■ EXTRACTED ENTRIES ■
▼

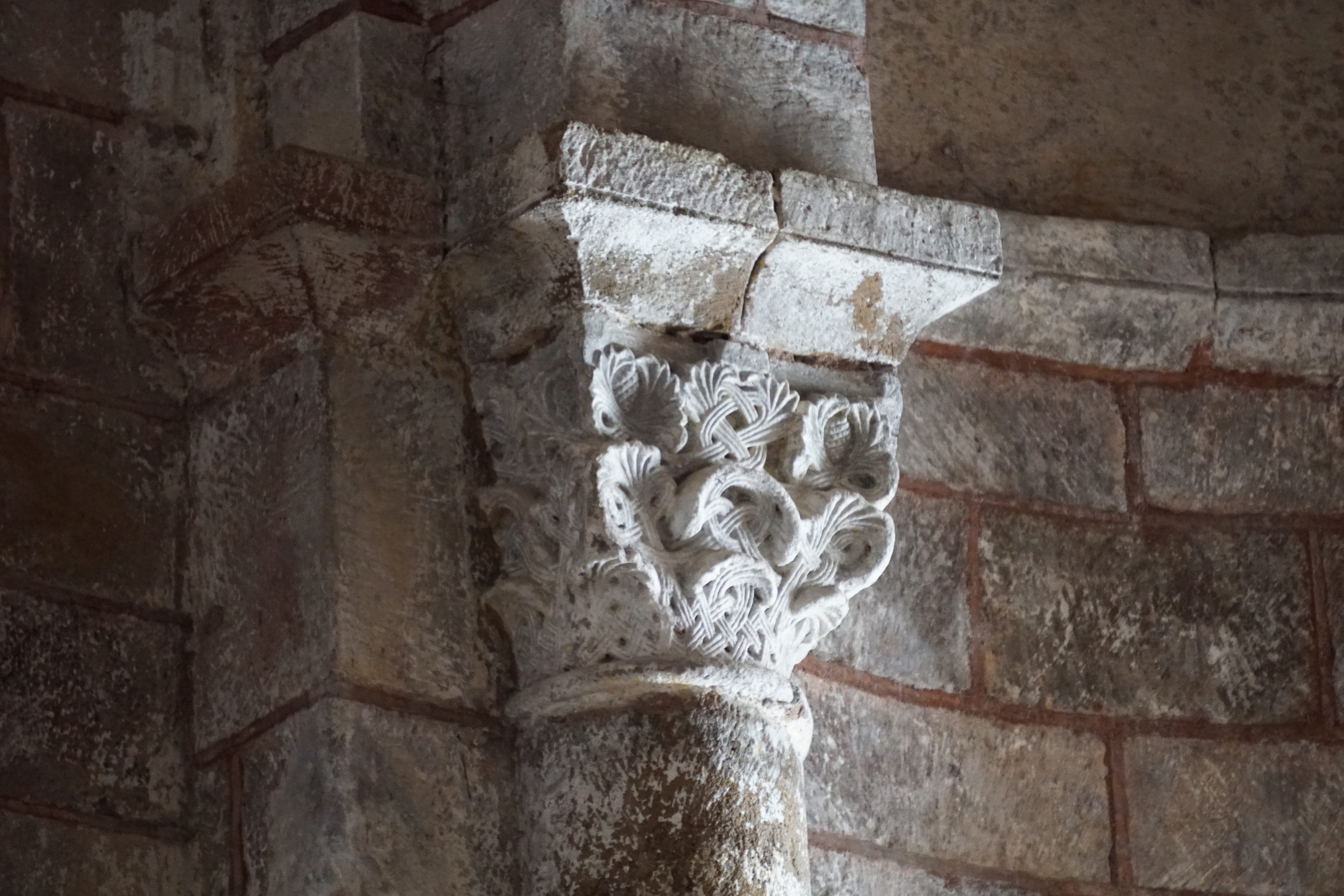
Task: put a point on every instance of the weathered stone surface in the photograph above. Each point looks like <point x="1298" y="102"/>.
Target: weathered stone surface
<point x="1023" y="434"/>
<point x="673" y="793"/>
<point x="358" y="90"/>
<point x="1089" y="292"/>
<point x="1244" y="451"/>
<point x="42" y="858"/>
<point x="1282" y="305"/>
<point x="261" y="558"/>
<point x="657" y="70"/>
<point x="850" y="875"/>
<point x="1147" y="112"/>
<point x="374" y="801"/>
<point x="93" y="710"/>
<point x="1303" y="336"/>
<point x="951" y="786"/>
<point x="846" y="16"/>
<point x="1237" y="817"/>
<point x="89" y="496"/>
<point x="403" y="494"/>
<point x="65" y="47"/>
<point x="1333" y="563"/>
<point x="1283" y="264"/>
<point x="62" y="312"/>
<point x="913" y="624"/>
<point x="1147" y="623"/>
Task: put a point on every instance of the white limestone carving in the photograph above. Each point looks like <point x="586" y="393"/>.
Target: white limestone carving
<point x="712" y="518"/>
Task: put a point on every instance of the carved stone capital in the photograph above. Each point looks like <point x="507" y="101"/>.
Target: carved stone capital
<point x="701" y="512"/>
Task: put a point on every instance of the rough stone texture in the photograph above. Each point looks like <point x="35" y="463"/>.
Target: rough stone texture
<point x="62" y="311"/>
<point x="1244" y="451"/>
<point x="1333" y="563"/>
<point x="913" y="624"/>
<point x="1197" y="116"/>
<point x="1283" y="264"/>
<point x="358" y="90"/>
<point x="1282" y="305"/>
<point x="658" y="70"/>
<point x="674" y="795"/>
<point x="1302" y="336"/>
<point x="1236" y="817"/>
<point x="407" y="616"/>
<point x="42" y="858"/>
<point x="874" y="268"/>
<point x="958" y="788"/>
<point x="850" y="875"/>
<point x="846" y="16"/>
<point x="347" y="796"/>
<point x="1091" y="292"/>
<point x="89" y="498"/>
<point x="261" y="554"/>
<point x="1147" y="623"/>
<point x="1022" y="434"/>
<point x="93" y="710"/>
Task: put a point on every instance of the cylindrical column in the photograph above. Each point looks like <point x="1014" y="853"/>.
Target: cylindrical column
<point x="663" y="782"/>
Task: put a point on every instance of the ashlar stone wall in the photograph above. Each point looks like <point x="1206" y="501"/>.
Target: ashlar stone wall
<point x="1104" y="660"/>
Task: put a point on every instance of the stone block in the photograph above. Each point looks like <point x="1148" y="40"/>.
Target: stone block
<point x="1070" y="109"/>
<point x="1088" y="292"/>
<point x="95" y="718"/>
<point x="403" y="498"/>
<point x="846" y="16"/>
<point x="1158" y="623"/>
<point x="89" y="498"/>
<point x="913" y="624"/>
<point x="65" y="47"/>
<point x="760" y="97"/>
<point x="1282" y="305"/>
<point x="1275" y="335"/>
<point x="849" y="875"/>
<point x="1232" y="451"/>
<point x="358" y="89"/>
<point x="42" y="858"/>
<point x="347" y="796"/>
<point x="1333" y="563"/>
<point x="1280" y="264"/>
<point x="1236" y="817"/>
<point x="939" y="784"/>
<point x="64" y="299"/>
<point x="260" y="581"/>
<point x="1034" y="437"/>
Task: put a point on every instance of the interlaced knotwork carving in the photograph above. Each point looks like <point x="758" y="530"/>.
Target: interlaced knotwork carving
<point x="714" y="516"/>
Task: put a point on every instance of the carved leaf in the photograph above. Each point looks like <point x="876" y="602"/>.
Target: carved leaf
<point x="636" y="399"/>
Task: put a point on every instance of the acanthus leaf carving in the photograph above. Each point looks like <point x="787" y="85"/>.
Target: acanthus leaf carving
<point x="717" y="518"/>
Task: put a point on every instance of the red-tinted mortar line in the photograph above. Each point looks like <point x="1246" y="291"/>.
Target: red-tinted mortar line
<point x="975" y="601"/>
<point x="237" y="854"/>
<point x="1091" y="723"/>
<point x="1148" y="516"/>
<point x="1136" y="495"/>
<point x="1118" y="795"/>
<point x="158" y="831"/>
<point x="11" y="90"/>
<point x="390" y="10"/>
<point x="1195" y="377"/>
<point x="1323" y="632"/>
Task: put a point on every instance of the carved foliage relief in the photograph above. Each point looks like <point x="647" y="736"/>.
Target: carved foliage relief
<point x="714" y="516"/>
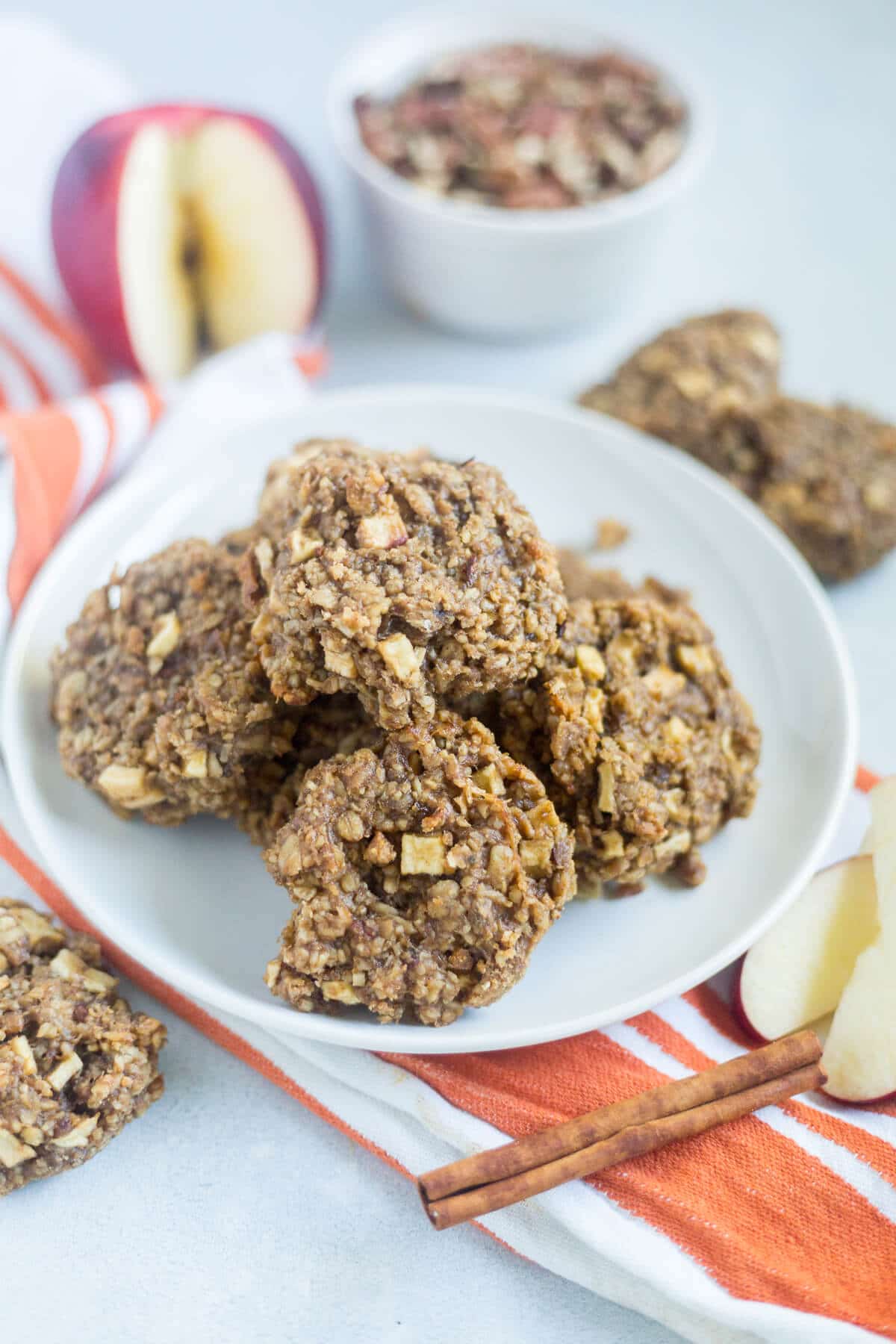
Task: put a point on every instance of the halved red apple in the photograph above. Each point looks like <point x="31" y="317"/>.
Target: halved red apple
<point x="176" y="225"/>
<point x="798" y="971"/>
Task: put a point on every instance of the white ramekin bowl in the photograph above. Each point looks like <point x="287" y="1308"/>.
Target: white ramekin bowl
<point x="488" y="270"/>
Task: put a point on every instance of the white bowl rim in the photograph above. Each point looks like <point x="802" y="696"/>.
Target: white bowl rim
<point x="618" y="210"/>
<point x="334" y="1030"/>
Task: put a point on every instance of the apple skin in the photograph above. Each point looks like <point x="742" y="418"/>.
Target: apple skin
<point x="84" y="215"/>
<point x="84" y="221"/>
<point x="308" y="191"/>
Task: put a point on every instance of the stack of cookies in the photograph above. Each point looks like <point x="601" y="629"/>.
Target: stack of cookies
<point x="388" y="685"/>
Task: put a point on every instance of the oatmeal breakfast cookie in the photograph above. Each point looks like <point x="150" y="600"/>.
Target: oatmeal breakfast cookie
<point x="644" y="744"/>
<point x="423" y="873"/>
<point x="583" y="579"/>
<point x="75" y="1062"/>
<point x="399" y="579"/>
<point x="684" y="382"/>
<point x="335" y="725"/>
<point x="161" y="703"/>
<point x="827" y="476"/>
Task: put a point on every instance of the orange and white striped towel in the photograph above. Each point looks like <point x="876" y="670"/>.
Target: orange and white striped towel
<point x="780" y="1228"/>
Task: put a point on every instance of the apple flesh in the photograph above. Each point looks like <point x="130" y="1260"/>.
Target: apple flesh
<point x="175" y="226"/>
<point x="860" y="1051"/>
<point x="798" y="971"/>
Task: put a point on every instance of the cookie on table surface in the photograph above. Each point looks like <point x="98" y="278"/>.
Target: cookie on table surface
<point x="682" y="383"/>
<point x="161" y="703"/>
<point x="642" y="742"/>
<point x="422" y="873"/>
<point x="75" y="1062"/>
<point x="399" y="579"/>
<point x="825" y="476"/>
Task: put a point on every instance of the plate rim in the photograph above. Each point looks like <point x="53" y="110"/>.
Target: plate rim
<point x="375" y="1035"/>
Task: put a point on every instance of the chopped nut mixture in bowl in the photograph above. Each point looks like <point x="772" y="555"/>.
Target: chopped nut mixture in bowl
<point x="528" y="161"/>
<point x="527" y="128"/>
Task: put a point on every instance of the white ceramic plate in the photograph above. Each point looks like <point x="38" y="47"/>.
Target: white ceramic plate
<point x="195" y="903"/>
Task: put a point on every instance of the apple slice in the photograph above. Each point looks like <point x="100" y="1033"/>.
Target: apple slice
<point x="860" y="1053"/>
<point x="798" y="971"/>
<point x="883" y="847"/>
<point x="172" y="225"/>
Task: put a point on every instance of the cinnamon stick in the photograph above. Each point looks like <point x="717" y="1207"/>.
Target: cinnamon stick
<point x="588" y="1144"/>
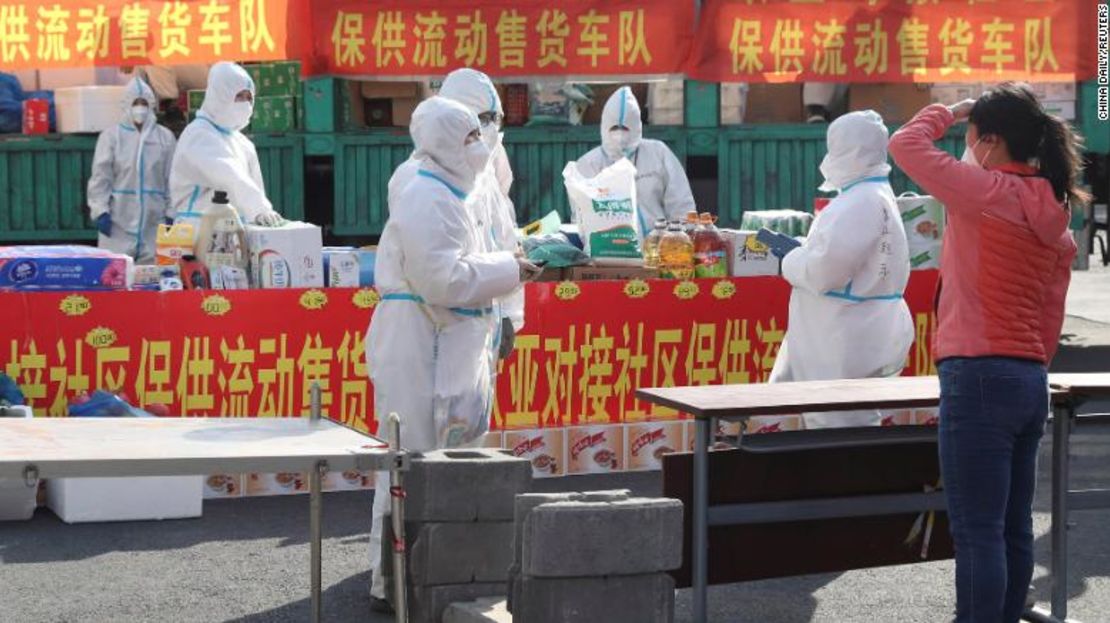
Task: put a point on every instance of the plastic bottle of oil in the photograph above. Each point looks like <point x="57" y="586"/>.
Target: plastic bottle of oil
<point x="652" y="244"/>
<point x="676" y="253"/>
<point x="710" y="254"/>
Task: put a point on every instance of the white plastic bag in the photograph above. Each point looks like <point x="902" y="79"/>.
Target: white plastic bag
<point x="606" y="212"/>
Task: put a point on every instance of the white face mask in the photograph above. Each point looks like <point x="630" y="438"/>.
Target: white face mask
<point x="477" y="157"/>
<point x="139" y="114"/>
<point x="240" y="114"/>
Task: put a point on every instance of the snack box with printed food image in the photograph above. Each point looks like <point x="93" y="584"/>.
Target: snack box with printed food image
<point x="546" y="449"/>
<point x="595" y="450"/>
<point x="282" y="483"/>
<point x="351" y="480"/>
<point x="648" y="442"/>
<point x="223" y="485"/>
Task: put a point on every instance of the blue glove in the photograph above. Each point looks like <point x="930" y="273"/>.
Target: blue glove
<point x="778" y="243"/>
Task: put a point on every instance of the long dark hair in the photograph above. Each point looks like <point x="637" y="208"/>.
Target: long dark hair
<point x="1011" y="111"/>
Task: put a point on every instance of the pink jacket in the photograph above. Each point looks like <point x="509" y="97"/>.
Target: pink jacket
<point x="1007" y="251"/>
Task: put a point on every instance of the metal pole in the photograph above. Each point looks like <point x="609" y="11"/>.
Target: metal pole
<point x="397" y="514"/>
<point x="699" y="555"/>
<point x="315" y="512"/>
<point x="1061" y="430"/>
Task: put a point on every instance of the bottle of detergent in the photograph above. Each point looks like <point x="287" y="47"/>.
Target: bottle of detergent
<point x="221" y="240"/>
<point x="710" y="253"/>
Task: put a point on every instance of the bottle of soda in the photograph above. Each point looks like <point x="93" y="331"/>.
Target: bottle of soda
<point x="710" y="253"/>
<point x="676" y="253"/>
<point x="652" y="244"/>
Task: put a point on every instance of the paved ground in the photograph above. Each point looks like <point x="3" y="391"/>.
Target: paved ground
<point x="246" y="560"/>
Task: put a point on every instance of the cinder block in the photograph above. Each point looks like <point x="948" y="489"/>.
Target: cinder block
<point x="626" y="599"/>
<point x="491" y="610"/>
<point x="465" y="485"/>
<point x="457" y="553"/>
<point x="589" y="539"/>
<point x="426" y="604"/>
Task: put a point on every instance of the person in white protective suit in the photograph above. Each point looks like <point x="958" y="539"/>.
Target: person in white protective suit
<point x="663" y="191"/>
<point x="429" y="343"/>
<point x="213" y="153"/>
<point x="490" y="199"/>
<point x="129" y="189"/>
<point x="848" y="319"/>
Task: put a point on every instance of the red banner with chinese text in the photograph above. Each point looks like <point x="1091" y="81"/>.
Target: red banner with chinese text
<point x="502" y="38"/>
<point x="585" y="350"/>
<point x="49" y="34"/>
<point x="895" y="40"/>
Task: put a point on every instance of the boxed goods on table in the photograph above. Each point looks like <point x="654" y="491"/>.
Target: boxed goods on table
<point x="78" y="500"/>
<point x="63" y="268"/>
<point x="595" y="450"/>
<point x="88" y="109"/>
<point x="747" y="257"/>
<point x="341" y="267"/>
<point x="546" y="449"/>
<point x="286" y="257"/>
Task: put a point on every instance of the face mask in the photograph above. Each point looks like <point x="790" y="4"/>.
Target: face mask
<point x="139" y="114"/>
<point x="477" y="157"/>
<point x="240" y="114"/>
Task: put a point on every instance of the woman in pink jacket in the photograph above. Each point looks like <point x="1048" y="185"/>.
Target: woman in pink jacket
<point x="1003" y="277"/>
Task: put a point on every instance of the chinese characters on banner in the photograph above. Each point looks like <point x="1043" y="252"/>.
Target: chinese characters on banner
<point x="585" y="350"/>
<point x="501" y="38"/>
<point x="894" y="40"/>
<point x="47" y="34"/>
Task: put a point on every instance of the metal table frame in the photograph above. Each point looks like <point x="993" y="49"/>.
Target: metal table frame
<point x="380" y="455"/>
<point x="1067" y="391"/>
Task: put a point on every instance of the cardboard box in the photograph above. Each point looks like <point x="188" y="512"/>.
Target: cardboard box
<point x="286" y="257"/>
<point x="895" y="102"/>
<point x="223" y="485"/>
<point x="648" y="442"/>
<point x="608" y="273"/>
<point x="387" y="90"/>
<point x="79" y="500"/>
<point x="747" y="257"/>
<point x="341" y="267"/>
<point x="595" y="450"/>
<point x="774" y="103"/>
<point x="546" y="449"/>
<point x="284" y="483"/>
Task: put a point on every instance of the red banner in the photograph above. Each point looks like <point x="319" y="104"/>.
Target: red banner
<point x="585" y="350"/>
<point x="502" y="38"/>
<point x="895" y="40"/>
<point x="47" y="34"/>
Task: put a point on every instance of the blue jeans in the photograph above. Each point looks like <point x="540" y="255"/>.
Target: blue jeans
<point x="992" y="413"/>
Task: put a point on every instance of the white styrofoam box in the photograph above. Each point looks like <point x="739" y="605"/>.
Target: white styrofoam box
<point x="88" y="109"/>
<point x="18" y="500"/>
<point x="341" y="267"/>
<point x="79" y="500"/>
<point x="1065" y="110"/>
<point x="950" y="93"/>
<point x="747" y="257"/>
<point x="286" y="257"/>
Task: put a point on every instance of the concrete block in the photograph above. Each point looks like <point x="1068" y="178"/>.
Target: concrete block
<point x="491" y="610"/>
<point x="457" y="553"/>
<point x="427" y="604"/>
<point x="465" y="485"/>
<point x="626" y="599"/>
<point x="589" y="539"/>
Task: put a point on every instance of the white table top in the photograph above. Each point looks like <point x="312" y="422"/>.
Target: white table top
<point x="140" y="446"/>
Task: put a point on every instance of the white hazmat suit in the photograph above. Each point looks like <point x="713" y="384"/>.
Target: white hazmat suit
<point x="663" y="191"/>
<point x="848" y="319"/>
<point x="130" y="178"/>
<point x="430" y="340"/>
<point x="213" y="153"/>
<point x="490" y="199"/>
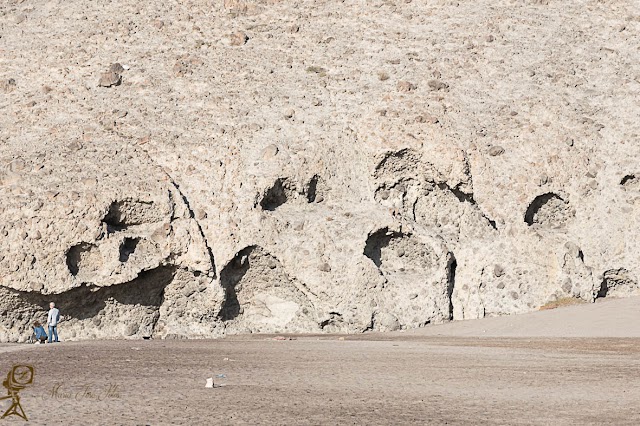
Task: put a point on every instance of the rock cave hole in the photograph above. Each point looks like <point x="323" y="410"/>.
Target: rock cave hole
<point x="537" y="204"/>
<point x="376" y="242"/>
<point x="312" y="189"/>
<point x="275" y="196"/>
<point x="630" y="181"/>
<point x="75" y="255"/>
<point x="127" y="248"/>
<point x="453" y="264"/>
<point x="230" y="276"/>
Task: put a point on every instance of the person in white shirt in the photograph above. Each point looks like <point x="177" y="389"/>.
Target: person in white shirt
<point x="52" y="321"/>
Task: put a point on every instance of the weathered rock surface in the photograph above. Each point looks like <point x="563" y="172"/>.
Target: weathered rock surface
<point x="271" y="167"/>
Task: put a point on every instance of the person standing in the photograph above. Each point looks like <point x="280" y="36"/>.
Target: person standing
<point x="52" y="321"/>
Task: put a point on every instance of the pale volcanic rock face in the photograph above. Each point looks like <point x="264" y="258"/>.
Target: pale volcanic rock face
<point x="195" y="169"/>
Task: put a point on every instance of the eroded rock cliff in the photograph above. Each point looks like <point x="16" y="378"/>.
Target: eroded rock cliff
<point x="199" y="168"/>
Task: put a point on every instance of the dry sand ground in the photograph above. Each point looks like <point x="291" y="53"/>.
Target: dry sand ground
<point x="397" y="378"/>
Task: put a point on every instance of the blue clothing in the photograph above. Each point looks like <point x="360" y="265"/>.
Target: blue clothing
<point x="53" y="332"/>
<point x="40" y="332"/>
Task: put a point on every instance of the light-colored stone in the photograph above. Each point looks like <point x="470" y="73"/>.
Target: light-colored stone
<point x="308" y="181"/>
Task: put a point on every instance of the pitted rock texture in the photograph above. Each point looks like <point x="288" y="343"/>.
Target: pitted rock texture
<point x="276" y="166"/>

▲

■ ABOUT THIS TASK ■
Copy exactly the lines from the one with "Target: person in white shirt" down to the last line of the records above, and leave out everything else.

■ EXERCISE ANSWER ■
Target: person in white shirt
<point x="52" y="321"/>
Task: put a point on every instance of the weathered rock surface in the photograph above. Each point looks like <point x="563" y="172"/>.
Target: weathered rock surface
<point x="271" y="167"/>
Task: put a point on every instance of the person standing in the photograph above. Each point looks like <point x="280" y="36"/>.
Target: person standing
<point x="52" y="321"/>
Task: put a point on every instance of the pale volcanic rock face in the photograph above. Each point looks like <point x="264" y="258"/>.
Target: pale volcanic rock face
<point x="195" y="169"/>
Task: put a point on every instance of the eroded rock cliff in the photograph above. Each point looks like <point x="16" y="378"/>.
Target: eroded rock cliff
<point x="199" y="168"/>
Task: put a point on every instance of the dry sand ground in the photograph above. Each point looks like <point x="291" y="53"/>.
Target: dry sand ground
<point x="397" y="378"/>
Task: put a point on every instance of the blue clothing in the photograph above. Each point looks like <point x="360" y="265"/>.
Target: blue clothing
<point x="53" y="332"/>
<point x="40" y="332"/>
Task: put a point on every instance of the light-colored stone in the photograph above. Each point looks like <point x="470" y="73"/>.
Target: light-colored stone
<point x="308" y="181"/>
Task: put a point on every instance of the pitted rock texture in the photograph above. Each point looks like <point x="288" y="343"/>.
Target: pitted rock texture
<point x="276" y="166"/>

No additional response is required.